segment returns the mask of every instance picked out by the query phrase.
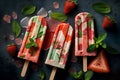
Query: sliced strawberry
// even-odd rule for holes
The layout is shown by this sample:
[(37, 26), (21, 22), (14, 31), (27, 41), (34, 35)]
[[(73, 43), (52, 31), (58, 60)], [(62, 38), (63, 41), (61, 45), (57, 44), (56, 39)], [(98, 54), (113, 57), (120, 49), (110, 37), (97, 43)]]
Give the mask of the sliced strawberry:
[(88, 69), (98, 73), (110, 72), (104, 50), (89, 64)]
[(110, 16), (105, 16), (102, 22), (102, 27), (103, 28), (109, 28), (115, 24), (115, 21), (112, 17)]
[(64, 13), (68, 14), (76, 6), (76, 0), (66, 0), (64, 4)]
[(16, 51), (17, 51), (17, 46), (16, 46), (15, 44), (7, 45), (6, 51), (7, 51), (11, 56), (15, 56), (15, 53), (16, 53)]

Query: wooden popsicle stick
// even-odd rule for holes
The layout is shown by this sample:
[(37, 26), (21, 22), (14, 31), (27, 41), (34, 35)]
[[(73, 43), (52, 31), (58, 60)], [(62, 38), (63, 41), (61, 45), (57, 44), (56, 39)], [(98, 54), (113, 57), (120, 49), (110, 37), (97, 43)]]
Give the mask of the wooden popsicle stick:
[(83, 56), (83, 71), (87, 71), (87, 56)]
[(51, 75), (50, 75), (49, 80), (54, 80), (54, 77), (55, 77), (56, 71), (57, 71), (57, 68), (54, 67), (54, 68), (52, 69), (52, 72), (51, 72)]
[(25, 76), (27, 68), (28, 68), (28, 65), (29, 65), (29, 61), (26, 60), (24, 65), (23, 65), (23, 68), (22, 68), (21, 77)]

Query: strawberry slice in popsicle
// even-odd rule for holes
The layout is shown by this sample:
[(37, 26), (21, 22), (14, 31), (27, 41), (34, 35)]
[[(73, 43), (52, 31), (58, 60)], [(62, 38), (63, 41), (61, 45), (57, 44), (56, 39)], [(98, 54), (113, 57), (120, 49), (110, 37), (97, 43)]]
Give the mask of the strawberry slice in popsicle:
[(87, 56), (96, 52), (87, 52), (89, 45), (94, 44), (94, 23), (90, 13), (82, 12), (75, 17), (75, 56), (83, 56), (83, 71), (87, 71)]
[(54, 79), (57, 68), (65, 68), (72, 34), (73, 28), (69, 24), (60, 23), (57, 26), (45, 61), (45, 64), (54, 66), (49, 80)]
[(29, 20), (28, 27), (18, 53), (18, 57), (25, 59), (25, 64), (21, 73), (24, 77), (29, 61), (37, 63), (45, 32), (47, 29), (46, 20), (41, 16), (34, 16)]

§ **Task prompt**: Reproduce every line of the entries above word for word, but leave out the pictures.

§ **Final answer**:
segment returns the mask of every instance picked out by the query phrase.
Query: sliced strawberry
// even-odd rule for holes
The layout is shown by this sample:
[(37, 26), (21, 22), (14, 31), (27, 41), (34, 35)]
[[(73, 43), (52, 31), (58, 60)], [(62, 38), (63, 41), (61, 45), (57, 44), (56, 39)], [(98, 54), (113, 57), (120, 49), (110, 37), (97, 43)]]
Give the mask of the sliced strawberry:
[(88, 69), (98, 73), (110, 72), (104, 50), (89, 64)]
[(110, 16), (105, 16), (102, 22), (102, 27), (103, 28), (109, 28), (115, 24), (115, 21), (112, 17)]
[(64, 13), (68, 14), (76, 6), (76, 0), (66, 0), (64, 4)]
[(16, 51), (17, 51), (17, 46), (16, 46), (15, 44), (7, 45), (6, 51), (7, 51), (11, 56), (15, 56), (15, 53), (16, 53)]

Query: wooden popsicle stick
// even-odd rule for holes
The layout is shown by this sample:
[(37, 26), (21, 22), (14, 31), (27, 41), (34, 35)]
[[(73, 43), (52, 31), (58, 60)], [(62, 38), (63, 41), (61, 45), (57, 44), (56, 39)], [(98, 54), (113, 57), (120, 49), (110, 37), (97, 43)]]
Give the mask of the wooden popsicle stick:
[(83, 56), (83, 71), (87, 71), (87, 56)]
[(51, 75), (50, 75), (49, 80), (54, 80), (54, 77), (55, 77), (56, 71), (57, 71), (57, 68), (54, 67), (54, 68), (52, 69), (52, 72), (51, 72)]
[(25, 76), (27, 68), (28, 68), (28, 65), (29, 65), (29, 61), (26, 60), (24, 65), (23, 65), (23, 68), (22, 68), (21, 77)]

Query: strawberry slice in popsicle
// even-odd rule for holes
The layout is shown by this sample:
[(37, 26), (21, 22), (14, 31), (27, 41), (34, 35)]
[[(73, 43), (52, 31), (58, 60)], [(62, 38), (63, 41), (61, 45), (57, 44), (56, 39)], [(98, 54), (113, 57), (120, 49), (110, 37), (97, 43)]]
Give the mask of the strawberry slice in popsicle:
[(87, 56), (96, 52), (87, 52), (89, 45), (94, 44), (94, 23), (90, 13), (82, 12), (75, 17), (75, 56), (83, 56), (83, 71), (87, 71)]
[(54, 79), (57, 68), (65, 68), (72, 34), (73, 28), (69, 24), (60, 23), (57, 26), (45, 61), (45, 64), (54, 66), (49, 80)]
[(29, 20), (28, 27), (18, 53), (18, 57), (25, 59), (25, 64), (21, 73), (24, 77), (29, 61), (37, 63), (45, 32), (47, 29), (46, 20), (41, 16), (34, 16)]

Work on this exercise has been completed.